§ **Document segment**

S0 (no harm) yields QM in every case and is omitted. E0 (incredible) likewise yields QM and is omitted.

A worked BMS HARA

Putting it together for the BMS gives entries like these. Each row produces one safety goal, carrying the ASIL of its hazardous event — these goals drive everything from Step 3 onward.

Illustrative HARA entries for an EV BMS
Hazard (malfunction)	Situation	Potential effect	S / E / C	ASIL	Safety goal
Cell overvoltage (overcharge)	DC fast charging, high SoC	Cell damage → thermal runaway, fire	S3/E3/C3	C	SG1 Prevent any cell exceeding its upper voltage limit.
Cell overtemperature	Driving / charging	Thermal runaway, fire, propagation	S3/E4/C3	D	SG2 Prevent cell temperature exceeding its safe limit.
Pack overcurrent	Hard acceleration / external short	Overheating, arc, fire	S3/E3/C3	C	SG3 Limit or interrupt pack current on overcurrent.
Cell over-discharge (undervoltage)	Driving at low SoC	Cell degradation, latent failure	S2/E2/C3	A	SG4 Prevent any cell below its lower voltage limit.
Unintended contactor opening	Driving	Sudden loss of propulsion	S3/E4/C2	C	SG5 Avoid unintended HV disconnection while driving.
Contactor stuck closed	Fault / crash needing isolation	HV present when it must be removed	S3/E2/C3	B	SG6 Ensure HV can be disconnected on demand.

Reading note

The S/E/C values above are illustrative, to show the mechanics. A real HARA argues each rating with evidence (crash data, field exposure, controllability studies) and is reviewed independently — the ASIL it fixes will shape cost and effort for the entire project, so it is never assigned casually.

Worked example — reading two of the ratings

The table can feel like magic until you see the reasoning. Here is how two rows were argued, axis by axis — this is the kind of justification a real HARA records for every entry.

§ **Extracted material**
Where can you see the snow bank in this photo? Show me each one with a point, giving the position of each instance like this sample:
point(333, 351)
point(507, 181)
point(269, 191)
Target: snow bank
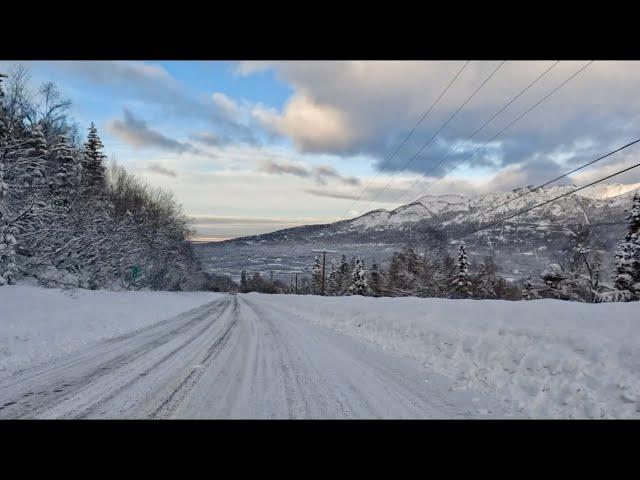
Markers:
point(544, 358)
point(38, 324)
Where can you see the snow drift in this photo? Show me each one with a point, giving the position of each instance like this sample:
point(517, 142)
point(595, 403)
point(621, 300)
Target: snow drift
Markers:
point(40, 324)
point(544, 358)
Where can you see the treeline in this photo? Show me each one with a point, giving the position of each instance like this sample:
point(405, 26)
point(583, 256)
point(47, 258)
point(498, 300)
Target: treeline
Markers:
point(434, 273)
point(69, 220)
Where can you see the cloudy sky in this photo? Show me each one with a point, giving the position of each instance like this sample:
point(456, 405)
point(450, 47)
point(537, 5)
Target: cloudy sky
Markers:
point(251, 147)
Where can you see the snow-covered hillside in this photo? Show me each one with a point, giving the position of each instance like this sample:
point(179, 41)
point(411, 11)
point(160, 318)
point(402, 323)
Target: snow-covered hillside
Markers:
point(522, 246)
point(39, 324)
point(543, 358)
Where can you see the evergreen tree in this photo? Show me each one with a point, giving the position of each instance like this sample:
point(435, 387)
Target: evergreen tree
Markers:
point(486, 280)
point(333, 285)
point(343, 275)
point(65, 172)
point(462, 281)
point(93, 169)
point(359, 279)
point(627, 276)
point(316, 274)
point(243, 281)
point(375, 285)
point(528, 290)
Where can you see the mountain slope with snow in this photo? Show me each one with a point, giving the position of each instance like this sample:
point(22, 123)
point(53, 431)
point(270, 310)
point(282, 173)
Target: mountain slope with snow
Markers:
point(522, 245)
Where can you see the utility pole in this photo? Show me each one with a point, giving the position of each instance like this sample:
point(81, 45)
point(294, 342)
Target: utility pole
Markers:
point(324, 253)
point(296, 277)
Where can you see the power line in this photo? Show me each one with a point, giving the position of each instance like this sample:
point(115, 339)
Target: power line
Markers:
point(493, 224)
point(428, 142)
point(422, 118)
point(489, 120)
point(515, 120)
point(556, 179)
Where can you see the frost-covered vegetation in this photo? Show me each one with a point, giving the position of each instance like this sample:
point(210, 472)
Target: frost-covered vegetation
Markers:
point(67, 219)
point(436, 274)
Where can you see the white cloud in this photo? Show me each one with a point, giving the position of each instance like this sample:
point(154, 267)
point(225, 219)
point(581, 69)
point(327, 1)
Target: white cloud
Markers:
point(226, 104)
point(313, 127)
point(367, 107)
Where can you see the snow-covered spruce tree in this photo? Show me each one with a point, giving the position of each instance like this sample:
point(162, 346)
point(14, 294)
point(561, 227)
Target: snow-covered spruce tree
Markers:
point(65, 172)
point(375, 284)
point(627, 275)
point(359, 279)
point(316, 274)
point(93, 168)
point(485, 281)
point(528, 290)
point(462, 282)
point(343, 275)
point(243, 281)
point(333, 286)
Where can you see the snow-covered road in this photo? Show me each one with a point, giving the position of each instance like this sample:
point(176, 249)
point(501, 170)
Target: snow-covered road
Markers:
point(236, 357)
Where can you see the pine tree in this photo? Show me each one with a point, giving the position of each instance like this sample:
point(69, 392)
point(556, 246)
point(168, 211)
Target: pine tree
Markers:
point(333, 286)
point(316, 273)
point(65, 171)
point(343, 275)
point(243, 281)
point(628, 254)
point(462, 281)
point(486, 280)
point(528, 290)
point(93, 169)
point(359, 279)
point(375, 285)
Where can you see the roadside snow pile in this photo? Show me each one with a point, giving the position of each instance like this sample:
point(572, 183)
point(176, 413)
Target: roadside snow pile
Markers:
point(545, 358)
point(39, 324)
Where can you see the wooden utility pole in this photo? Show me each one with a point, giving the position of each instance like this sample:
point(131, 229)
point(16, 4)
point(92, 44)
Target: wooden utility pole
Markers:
point(296, 276)
point(324, 253)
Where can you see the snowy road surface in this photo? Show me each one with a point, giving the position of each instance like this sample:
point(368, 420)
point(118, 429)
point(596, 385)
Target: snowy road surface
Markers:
point(236, 357)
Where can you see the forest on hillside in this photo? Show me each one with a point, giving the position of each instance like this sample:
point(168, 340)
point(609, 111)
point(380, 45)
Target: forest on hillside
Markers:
point(68, 219)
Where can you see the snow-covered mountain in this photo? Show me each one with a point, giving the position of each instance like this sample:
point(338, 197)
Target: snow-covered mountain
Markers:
point(521, 245)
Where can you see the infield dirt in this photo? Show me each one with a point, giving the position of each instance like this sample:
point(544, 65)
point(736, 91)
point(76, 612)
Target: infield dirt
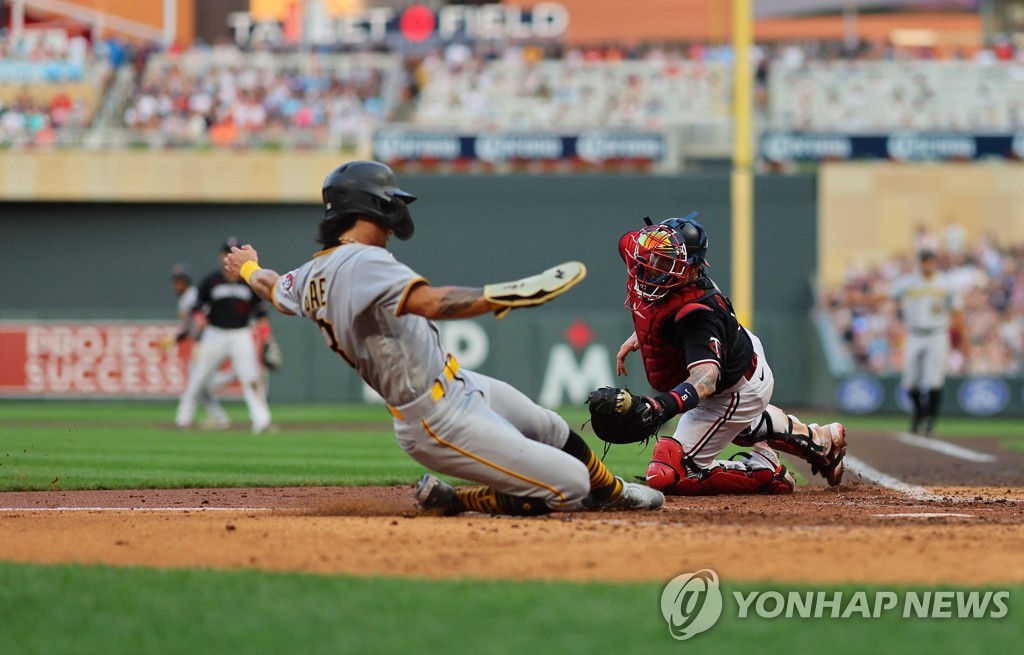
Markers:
point(857, 532)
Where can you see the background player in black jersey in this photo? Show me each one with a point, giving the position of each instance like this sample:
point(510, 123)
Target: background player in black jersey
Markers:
point(224, 307)
point(712, 370)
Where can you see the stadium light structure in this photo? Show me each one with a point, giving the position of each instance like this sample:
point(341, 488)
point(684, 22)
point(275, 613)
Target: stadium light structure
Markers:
point(741, 188)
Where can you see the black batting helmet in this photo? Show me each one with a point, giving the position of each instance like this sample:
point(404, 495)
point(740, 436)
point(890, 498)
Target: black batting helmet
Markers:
point(368, 188)
point(660, 257)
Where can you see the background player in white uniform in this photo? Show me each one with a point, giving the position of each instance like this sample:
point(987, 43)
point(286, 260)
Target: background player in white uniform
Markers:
point(708, 367)
point(376, 313)
point(928, 302)
point(224, 306)
point(216, 418)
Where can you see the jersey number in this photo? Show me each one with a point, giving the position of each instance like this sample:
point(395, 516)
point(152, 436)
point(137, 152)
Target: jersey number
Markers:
point(332, 340)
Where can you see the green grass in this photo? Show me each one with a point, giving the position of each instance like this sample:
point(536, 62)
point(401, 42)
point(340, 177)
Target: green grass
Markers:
point(123, 445)
point(97, 609)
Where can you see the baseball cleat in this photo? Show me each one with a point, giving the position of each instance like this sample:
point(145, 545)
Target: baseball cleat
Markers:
point(782, 482)
point(634, 496)
point(433, 493)
point(833, 468)
point(222, 423)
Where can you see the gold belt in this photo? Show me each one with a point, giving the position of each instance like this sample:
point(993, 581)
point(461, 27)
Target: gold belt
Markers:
point(437, 390)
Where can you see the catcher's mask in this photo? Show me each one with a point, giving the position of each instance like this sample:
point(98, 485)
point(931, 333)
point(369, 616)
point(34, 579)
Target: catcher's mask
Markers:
point(660, 257)
point(370, 189)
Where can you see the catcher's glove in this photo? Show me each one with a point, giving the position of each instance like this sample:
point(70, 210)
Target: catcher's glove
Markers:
point(271, 355)
point(620, 417)
point(535, 290)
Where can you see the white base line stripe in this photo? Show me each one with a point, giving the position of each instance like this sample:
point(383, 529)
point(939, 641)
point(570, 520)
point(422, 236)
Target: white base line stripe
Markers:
point(135, 509)
point(944, 447)
point(925, 515)
point(853, 465)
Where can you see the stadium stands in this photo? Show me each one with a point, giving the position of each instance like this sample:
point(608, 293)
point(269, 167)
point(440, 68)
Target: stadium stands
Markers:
point(990, 279)
point(50, 84)
point(222, 96)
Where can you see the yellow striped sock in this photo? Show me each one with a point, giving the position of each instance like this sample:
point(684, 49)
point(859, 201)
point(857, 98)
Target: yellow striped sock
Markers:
point(603, 485)
point(482, 499)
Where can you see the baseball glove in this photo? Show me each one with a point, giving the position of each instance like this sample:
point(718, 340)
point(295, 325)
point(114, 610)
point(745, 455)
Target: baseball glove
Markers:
point(535, 290)
point(619, 417)
point(271, 355)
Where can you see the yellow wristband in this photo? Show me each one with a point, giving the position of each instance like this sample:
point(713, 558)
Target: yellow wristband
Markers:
point(248, 269)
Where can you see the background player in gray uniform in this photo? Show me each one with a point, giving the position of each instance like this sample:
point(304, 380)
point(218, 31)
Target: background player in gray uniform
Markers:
point(928, 302)
point(376, 313)
point(216, 418)
point(224, 306)
point(709, 368)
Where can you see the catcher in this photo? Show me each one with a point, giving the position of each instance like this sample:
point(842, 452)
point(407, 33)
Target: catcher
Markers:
point(707, 367)
point(377, 314)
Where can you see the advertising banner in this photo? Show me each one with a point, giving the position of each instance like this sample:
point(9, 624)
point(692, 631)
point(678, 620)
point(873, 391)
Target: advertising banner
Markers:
point(93, 359)
point(782, 146)
point(596, 146)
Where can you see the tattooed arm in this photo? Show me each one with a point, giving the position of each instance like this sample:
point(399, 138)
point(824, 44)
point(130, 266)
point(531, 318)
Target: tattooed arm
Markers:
point(705, 379)
point(439, 303)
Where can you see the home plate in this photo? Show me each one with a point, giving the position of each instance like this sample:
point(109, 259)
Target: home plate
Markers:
point(925, 515)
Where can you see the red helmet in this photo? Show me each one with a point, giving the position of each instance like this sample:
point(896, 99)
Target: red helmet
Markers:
point(659, 258)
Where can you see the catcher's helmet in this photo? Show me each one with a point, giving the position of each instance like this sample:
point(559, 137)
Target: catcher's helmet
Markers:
point(660, 257)
point(368, 188)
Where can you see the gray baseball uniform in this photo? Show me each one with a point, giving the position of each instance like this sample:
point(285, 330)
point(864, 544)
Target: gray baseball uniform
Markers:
point(452, 421)
point(926, 305)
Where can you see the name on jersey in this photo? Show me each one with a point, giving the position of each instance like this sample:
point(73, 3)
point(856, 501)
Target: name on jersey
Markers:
point(315, 296)
point(220, 292)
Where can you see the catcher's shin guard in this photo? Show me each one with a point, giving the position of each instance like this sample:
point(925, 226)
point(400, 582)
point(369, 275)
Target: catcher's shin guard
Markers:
point(671, 473)
point(821, 446)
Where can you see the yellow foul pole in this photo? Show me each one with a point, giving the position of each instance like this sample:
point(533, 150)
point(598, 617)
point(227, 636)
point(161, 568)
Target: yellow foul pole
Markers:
point(742, 148)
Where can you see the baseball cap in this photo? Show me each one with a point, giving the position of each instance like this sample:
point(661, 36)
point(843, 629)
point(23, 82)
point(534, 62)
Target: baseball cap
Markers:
point(180, 271)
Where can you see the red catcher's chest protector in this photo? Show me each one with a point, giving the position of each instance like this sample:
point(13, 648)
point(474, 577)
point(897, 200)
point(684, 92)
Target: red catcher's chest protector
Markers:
point(666, 364)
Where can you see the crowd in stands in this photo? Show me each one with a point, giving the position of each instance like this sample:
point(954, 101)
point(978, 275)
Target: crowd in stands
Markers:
point(43, 74)
point(222, 96)
point(30, 120)
point(989, 279)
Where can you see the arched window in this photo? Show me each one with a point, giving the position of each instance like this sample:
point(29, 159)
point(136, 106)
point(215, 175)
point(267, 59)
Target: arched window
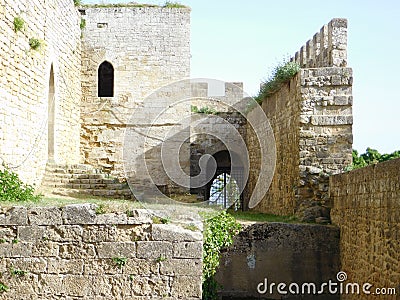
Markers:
point(106, 80)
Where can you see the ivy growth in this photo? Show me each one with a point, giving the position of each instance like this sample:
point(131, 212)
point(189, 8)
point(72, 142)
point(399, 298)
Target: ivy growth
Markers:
point(3, 287)
point(218, 233)
point(19, 24)
point(13, 189)
point(281, 74)
point(34, 43)
point(371, 156)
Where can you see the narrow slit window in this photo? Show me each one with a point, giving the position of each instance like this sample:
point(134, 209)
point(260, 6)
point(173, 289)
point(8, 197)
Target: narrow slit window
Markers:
point(106, 80)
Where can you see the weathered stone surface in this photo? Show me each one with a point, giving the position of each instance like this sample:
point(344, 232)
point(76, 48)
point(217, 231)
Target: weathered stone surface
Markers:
point(99, 261)
point(164, 232)
point(154, 250)
point(45, 216)
point(116, 249)
point(188, 249)
point(79, 213)
point(366, 208)
point(281, 253)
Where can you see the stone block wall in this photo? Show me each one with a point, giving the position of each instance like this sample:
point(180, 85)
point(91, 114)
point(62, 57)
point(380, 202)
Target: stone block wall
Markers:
point(366, 207)
point(74, 253)
point(148, 47)
point(311, 117)
point(278, 252)
point(26, 106)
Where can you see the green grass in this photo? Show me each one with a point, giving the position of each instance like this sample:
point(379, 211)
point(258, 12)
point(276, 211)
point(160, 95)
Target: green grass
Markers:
point(260, 217)
point(167, 4)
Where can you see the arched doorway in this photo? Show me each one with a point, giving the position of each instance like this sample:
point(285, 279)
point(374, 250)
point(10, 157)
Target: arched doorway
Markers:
point(226, 183)
point(51, 116)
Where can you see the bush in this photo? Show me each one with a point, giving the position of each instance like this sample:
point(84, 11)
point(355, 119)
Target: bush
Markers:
point(13, 189)
point(34, 43)
point(19, 24)
point(371, 156)
point(218, 233)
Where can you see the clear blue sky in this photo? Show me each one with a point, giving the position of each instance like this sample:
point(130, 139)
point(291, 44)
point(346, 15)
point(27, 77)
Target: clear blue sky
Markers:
point(242, 41)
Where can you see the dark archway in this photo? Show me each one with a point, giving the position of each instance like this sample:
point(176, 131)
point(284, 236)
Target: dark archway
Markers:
point(51, 103)
point(106, 80)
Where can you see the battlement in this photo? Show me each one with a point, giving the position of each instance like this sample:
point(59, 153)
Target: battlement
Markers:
point(328, 47)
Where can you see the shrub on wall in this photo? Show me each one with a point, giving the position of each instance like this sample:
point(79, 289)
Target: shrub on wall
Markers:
point(19, 24)
point(371, 156)
point(281, 74)
point(13, 189)
point(218, 233)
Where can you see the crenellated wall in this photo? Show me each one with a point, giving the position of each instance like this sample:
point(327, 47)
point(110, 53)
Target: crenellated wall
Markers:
point(75, 253)
point(311, 117)
point(366, 207)
point(327, 48)
point(39, 112)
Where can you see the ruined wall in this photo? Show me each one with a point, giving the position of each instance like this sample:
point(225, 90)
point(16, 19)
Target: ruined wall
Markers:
point(148, 48)
point(73, 253)
point(278, 252)
point(311, 117)
point(26, 109)
point(366, 207)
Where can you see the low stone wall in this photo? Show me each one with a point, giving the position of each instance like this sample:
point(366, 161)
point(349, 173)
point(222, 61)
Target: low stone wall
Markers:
point(74, 253)
point(278, 252)
point(367, 209)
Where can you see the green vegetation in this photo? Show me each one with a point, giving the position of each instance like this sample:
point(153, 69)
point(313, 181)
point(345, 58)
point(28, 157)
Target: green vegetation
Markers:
point(261, 217)
point(82, 25)
point(158, 220)
point(120, 261)
point(3, 287)
point(281, 74)
point(13, 189)
point(203, 110)
point(371, 156)
point(34, 43)
point(17, 272)
point(218, 233)
point(19, 24)
point(191, 227)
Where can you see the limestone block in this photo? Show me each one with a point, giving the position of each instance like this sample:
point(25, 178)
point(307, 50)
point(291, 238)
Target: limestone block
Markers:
point(154, 249)
point(188, 250)
point(44, 216)
point(79, 214)
point(116, 249)
point(16, 215)
point(186, 286)
point(177, 267)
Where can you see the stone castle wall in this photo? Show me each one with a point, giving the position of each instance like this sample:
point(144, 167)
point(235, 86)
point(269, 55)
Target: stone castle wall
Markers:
point(148, 47)
point(311, 117)
point(27, 110)
point(366, 206)
point(74, 253)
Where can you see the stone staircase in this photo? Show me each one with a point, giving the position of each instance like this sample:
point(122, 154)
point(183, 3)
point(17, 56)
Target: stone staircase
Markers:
point(79, 179)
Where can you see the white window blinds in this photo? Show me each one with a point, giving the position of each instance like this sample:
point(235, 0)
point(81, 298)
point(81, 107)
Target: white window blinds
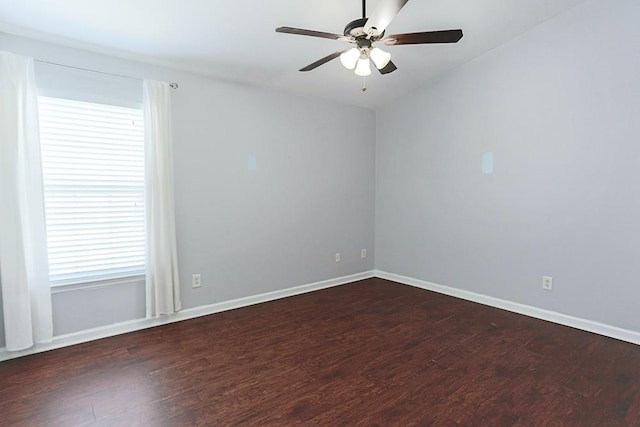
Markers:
point(93, 169)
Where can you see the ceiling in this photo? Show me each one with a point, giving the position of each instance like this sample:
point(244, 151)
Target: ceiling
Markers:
point(235, 40)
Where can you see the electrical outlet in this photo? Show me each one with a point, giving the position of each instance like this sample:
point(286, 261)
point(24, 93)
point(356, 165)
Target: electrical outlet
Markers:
point(196, 281)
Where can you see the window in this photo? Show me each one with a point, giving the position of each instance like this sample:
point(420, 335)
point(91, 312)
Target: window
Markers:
point(93, 170)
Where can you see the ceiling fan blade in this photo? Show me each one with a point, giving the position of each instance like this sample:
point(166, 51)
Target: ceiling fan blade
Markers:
point(446, 36)
point(383, 15)
point(312, 33)
point(389, 68)
point(324, 60)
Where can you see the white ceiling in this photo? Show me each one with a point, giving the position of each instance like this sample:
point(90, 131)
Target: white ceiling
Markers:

§ **What the task requires**
Continue the worked BMS HARA walkthrough above, starting right after its last sentence.

§ **Task result**
Cell overtemperature → ASIL D

S3 — a thermal runaway can cause fire and is potentially fatal, the top severity. E4 — the triggering situations (driving, charging) are part of everyday use, so exposure is high. C3 — a driver cannot sense or stop a cell-level thermal event, so it is uncontrollable. S3 + E4 + C3 sits in the single worst cell of the table → D.

Cell overcharge → ASIL C

S3 — overcharge can also lead to thermal runaway. E3 — it is tied to high-SoC fast charging, frequent but not constant, so medium rather than high exposure. C3 — again outside the driver’s control. Dropping exposure from E4 to E3 moves the result down one level → C. One axis changed the whole effort budget.

⛓ Golden thread — our hazard enters

From here on we follow cell overcharge. It has just become SG1 — “Prevent any cell exceeding its upper voltage limit,” ASIL C. Watch it pick up requirements, a mechanism, an analysis, and finally a test.

ISO 26262-3 · output of the HARA

Safety Goals, Safe States & FTTI

A safety goal is the top of the requirement tree — one per hazardous event, written in the vehicle’s language, not the component’s. To be testable it needs two companions: the safe state it drives toward, and the FTTI, the time budget it has to get there.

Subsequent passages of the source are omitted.